=== DESCRIPTION OF THE TASK ===
Pull every line containing "mansion" out of the material below.

=== GIVEN INFORMATION ===
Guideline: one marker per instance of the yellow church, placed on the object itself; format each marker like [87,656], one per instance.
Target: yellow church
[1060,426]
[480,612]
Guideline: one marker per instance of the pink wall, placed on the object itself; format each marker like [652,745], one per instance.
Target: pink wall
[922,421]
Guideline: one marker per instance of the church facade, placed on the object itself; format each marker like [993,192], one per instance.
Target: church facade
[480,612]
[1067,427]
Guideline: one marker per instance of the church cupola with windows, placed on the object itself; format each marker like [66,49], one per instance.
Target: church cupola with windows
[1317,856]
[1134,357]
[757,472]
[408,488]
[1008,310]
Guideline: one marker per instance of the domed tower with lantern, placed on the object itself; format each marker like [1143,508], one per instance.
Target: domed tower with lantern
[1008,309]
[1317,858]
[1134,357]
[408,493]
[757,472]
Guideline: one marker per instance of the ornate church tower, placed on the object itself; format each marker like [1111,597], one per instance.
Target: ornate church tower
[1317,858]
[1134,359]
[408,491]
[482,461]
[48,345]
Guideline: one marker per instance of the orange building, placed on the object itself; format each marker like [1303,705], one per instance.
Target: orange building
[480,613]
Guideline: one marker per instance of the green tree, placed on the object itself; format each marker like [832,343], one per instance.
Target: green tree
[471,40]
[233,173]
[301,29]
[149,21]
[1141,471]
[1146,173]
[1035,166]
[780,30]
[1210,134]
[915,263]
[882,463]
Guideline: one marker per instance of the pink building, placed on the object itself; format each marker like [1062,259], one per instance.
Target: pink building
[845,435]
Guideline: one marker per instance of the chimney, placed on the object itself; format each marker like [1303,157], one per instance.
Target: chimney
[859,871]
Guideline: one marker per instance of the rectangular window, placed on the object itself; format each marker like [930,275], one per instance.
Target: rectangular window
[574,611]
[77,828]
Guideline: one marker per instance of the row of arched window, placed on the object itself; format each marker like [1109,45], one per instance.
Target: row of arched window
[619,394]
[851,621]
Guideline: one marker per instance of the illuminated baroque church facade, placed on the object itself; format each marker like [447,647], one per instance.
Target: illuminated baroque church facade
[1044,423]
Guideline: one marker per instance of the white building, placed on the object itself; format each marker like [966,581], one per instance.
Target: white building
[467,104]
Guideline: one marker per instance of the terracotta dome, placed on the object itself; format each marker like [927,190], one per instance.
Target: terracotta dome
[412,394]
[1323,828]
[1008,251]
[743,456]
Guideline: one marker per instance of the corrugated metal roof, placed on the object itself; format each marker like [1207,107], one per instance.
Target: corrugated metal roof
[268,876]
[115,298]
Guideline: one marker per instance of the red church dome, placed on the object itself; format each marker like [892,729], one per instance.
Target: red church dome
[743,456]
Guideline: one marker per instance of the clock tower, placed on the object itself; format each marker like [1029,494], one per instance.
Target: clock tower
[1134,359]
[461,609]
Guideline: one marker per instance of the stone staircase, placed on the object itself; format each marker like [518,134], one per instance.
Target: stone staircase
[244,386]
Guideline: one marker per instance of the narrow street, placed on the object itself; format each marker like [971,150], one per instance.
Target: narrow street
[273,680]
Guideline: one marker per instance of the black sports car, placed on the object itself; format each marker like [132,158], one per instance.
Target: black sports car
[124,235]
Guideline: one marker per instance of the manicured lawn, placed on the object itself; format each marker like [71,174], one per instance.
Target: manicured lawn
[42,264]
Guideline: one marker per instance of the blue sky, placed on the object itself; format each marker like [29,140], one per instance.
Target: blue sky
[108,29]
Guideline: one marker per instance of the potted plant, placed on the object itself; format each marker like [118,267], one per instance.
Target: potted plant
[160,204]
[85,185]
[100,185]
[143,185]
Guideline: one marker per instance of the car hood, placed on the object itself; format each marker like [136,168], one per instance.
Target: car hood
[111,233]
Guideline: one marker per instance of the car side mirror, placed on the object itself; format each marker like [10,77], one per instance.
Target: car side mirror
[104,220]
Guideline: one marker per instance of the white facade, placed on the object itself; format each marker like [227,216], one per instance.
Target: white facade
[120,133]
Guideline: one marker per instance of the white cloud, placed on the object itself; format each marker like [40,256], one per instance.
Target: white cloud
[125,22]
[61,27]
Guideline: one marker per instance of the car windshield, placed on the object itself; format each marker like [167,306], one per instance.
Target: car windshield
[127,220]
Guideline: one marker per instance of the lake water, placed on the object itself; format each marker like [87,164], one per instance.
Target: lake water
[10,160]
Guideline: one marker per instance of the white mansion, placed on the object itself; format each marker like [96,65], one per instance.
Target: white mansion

=== RESPONSE TO THIS TASK ===
Guideline: one marker per instance of the white mansion, placed on the object itself; format each marker like [96,65], one per instance.
Target: white mansion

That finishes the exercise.